▸ Task to carry out: List the triggers the author names in the essay on smoking and habits below that each signaled it was time for a cigarette.

▸ Passage to read:
⟨
There was a time in my life when I was being controlled, manipulated really, by an outside force. It started innocently enough, but over time, I was consumed. My hours and days revolved around this outside force. I have no one to blame except myself, I am the one that allowed it to control me.
We all make bad decisions in our youth. We are told that the most important thing is that we learn from those situations. Sometimes, the most important part is to learn before that decision affects your life, causing a butterfly effect that ripples throughout your lifetime.
For me that time was when I started smoking as a teenager. Slowly, over time, these things started to dictate my life. Most of my time became engrossed with thoughts of when I could get my next cigarette. Everything revolved around when I could get my next puff, my next nicotine fix. While there was a chemical addiction, the biggest part of it was the habit of getting a smoke at certain times. I was in the habit of looking forward to lighting up, I was in the habit of needing one. God forbid that I run out of cigarettes. I always had to ensure that I had enough to get me through my next shift.
I had sunk to becoming one of Pavlov’s dog’s, but instead of a bell it was other triggers. Getting in the car…ring…time to light up, stopping at a convenience store…ring…better get a pack, break time…ring, ring…go outside to light up. When I came to the realization that these little white sticks were controlling me, that’s when I got mad. Mad at myself for allowing it, mad at myself for letting it go on so long. I was ready to change things.
For those unfamiliar with Ivan Pavlov, he was a Russian neurologist who discovered that the dogs involved in his experiments would salivate almost on command when a sound was associated with their food. Basically, he would ring a bell right before he fed the dogs. Eventually, the dogs started to salivate at the sound of the bell, not the sight or smell of the food. They became accustomed to a pattern.
My entire existence had become finding the next opportunity for a cigarette, waiting for the next bell, as it were. It had consumed me. The warning labels tell us that smoking causes lung cancer, that it is harmful to fetuses. Commercials show us people who have suffered the long term health effects of smoking, but they never talk about the all consuming effect that they have on one’s life. We are not warned about the constant desire for the next one.
Once I recognized the problem and identified the triggers, I was able to change the habit. Not to say it was an easy habit to break, but identifying the triggers and avoiding them made it much easier, no more bells.
We all get into habits like this without realizing it. While it is not always as detrimental to our physical health, it can destroy our mental or emotional health, and even sabotage our lives. We get into the habit of negative thinking, the habit of self-deprecation or the habit of not believing in ourselves. Without realizing it, we become one of Pavlov’s dogs.
As runners, we tend to get into negative thought patterns which can lead to less than desired results either in our races or our training runs. In fact, they can outright destroy dreams. For some, one little thing going wrong in a race will have domino-like results in upcoming miles. A negative thought will fester in our mind and start to consume us. Before we know it, misery has consumed our minds, like the nicotine consumed my thoughts. The trick for runners is to know when a situation has taken a turn, when we are about to go down that spiral of despair, and realize that a trigger has happened. Then you must stop those negative thoughts before they cause the entire run to go off track.
We also tend to do this in life as well.
Negative thought patterns manipulate our decisions, guide our judgements. We refuse to step out of our comfort zone because we have a habit of telling ourselves that we are not worthy, that we cannot accomplish something great.
At least with cigarettes there is a tangible item to blame, the problem with negativity is that we often have nothing physical and no one source. The root cause could be some childhood incident, some discouragement from an adult, a failure on a school project, it could be any number of things that built up over time and started the pattern. In the end, the source does not matter as much as knowing the triggers and the pattern, then making the attempt to change them.
What have you missed in life because you were afraid to take a chance?
⟩
▸ Extracted information:
⟨
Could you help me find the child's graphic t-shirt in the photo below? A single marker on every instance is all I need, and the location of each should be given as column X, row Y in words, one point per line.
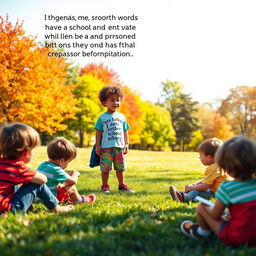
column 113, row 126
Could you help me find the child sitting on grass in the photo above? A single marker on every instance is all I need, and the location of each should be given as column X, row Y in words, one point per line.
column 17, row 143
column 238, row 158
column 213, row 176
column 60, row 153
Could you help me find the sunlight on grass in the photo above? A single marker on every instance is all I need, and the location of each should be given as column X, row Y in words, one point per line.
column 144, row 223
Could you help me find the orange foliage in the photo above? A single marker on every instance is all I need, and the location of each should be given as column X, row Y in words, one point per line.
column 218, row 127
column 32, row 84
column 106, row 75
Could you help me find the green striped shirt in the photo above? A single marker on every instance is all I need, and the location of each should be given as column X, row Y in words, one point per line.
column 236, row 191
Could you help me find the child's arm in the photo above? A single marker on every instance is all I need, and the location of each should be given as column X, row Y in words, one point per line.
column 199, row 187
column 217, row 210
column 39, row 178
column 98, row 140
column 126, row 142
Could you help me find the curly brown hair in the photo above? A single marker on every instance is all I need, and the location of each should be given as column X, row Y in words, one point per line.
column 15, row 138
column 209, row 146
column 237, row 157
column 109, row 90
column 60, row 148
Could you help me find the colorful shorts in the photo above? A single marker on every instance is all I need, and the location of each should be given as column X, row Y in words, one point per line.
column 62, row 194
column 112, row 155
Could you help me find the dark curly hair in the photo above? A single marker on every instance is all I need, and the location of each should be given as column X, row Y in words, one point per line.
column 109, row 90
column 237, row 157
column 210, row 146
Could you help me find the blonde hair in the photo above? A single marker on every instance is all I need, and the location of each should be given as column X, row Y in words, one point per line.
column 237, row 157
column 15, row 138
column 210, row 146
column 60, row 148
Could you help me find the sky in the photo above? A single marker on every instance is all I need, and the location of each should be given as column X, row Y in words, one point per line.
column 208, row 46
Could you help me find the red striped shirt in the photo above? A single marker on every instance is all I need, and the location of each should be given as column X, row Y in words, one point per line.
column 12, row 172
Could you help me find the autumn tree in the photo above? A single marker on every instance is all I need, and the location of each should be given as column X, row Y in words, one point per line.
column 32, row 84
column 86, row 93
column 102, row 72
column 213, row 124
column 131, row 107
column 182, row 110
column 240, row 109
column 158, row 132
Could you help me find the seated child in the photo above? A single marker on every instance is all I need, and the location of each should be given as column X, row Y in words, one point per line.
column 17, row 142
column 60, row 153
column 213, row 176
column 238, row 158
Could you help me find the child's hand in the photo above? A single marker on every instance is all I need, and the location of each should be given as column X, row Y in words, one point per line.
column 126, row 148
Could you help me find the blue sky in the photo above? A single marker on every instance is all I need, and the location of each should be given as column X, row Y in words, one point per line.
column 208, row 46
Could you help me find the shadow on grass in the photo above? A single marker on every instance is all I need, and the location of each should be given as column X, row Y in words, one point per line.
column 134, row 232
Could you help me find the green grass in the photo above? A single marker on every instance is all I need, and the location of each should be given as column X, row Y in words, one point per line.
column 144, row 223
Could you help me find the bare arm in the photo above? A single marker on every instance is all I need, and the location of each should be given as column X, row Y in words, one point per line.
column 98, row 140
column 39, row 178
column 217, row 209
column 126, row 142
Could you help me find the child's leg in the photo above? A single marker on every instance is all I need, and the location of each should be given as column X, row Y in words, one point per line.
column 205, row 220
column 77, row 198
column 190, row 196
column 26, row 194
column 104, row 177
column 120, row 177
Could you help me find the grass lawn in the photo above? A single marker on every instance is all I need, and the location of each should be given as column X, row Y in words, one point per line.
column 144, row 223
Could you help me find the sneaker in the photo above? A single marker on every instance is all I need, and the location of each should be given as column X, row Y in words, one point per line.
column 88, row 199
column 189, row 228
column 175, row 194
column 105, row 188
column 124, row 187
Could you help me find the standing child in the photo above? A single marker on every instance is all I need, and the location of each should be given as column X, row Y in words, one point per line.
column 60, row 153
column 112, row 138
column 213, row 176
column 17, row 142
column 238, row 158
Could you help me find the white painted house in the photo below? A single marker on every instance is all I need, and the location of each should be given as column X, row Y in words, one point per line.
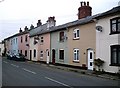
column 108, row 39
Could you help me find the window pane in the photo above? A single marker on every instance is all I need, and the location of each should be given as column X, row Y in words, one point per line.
⟩
▸ Exercise answer:
- Getting in the car
- Stopping at a convenience store
- Break time